Susun semua baris di bawah ini sebagai daftar JSON berisi string, dengan satu string untuk setiap baris dan tanpa baris kosong. Jangan sertakan gambar dalam jawaban.

◇ ◇ ◇ ◇

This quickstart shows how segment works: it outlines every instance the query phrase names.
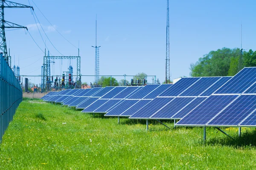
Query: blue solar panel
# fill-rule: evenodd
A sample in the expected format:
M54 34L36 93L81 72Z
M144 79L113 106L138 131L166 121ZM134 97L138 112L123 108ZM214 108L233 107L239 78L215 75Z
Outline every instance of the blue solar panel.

◇ ◇ ◇ ◇

JAWABAN LENGKAP:
[
  "This quickstart shows how segment works: it outlines every instance the query phrase names.",
  "Query: blue solar panel",
  "# fill-rule: evenodd",
  "A sample in the expected format:",
  "M54 34L36 93L81 72Z",
  "M144 79L113 106L138 131L166 121ZM134 97L138 112L123 108ZM214 108L233 107L239 78L215 75Z",
  "Outline every instance of the blue solar panel."
]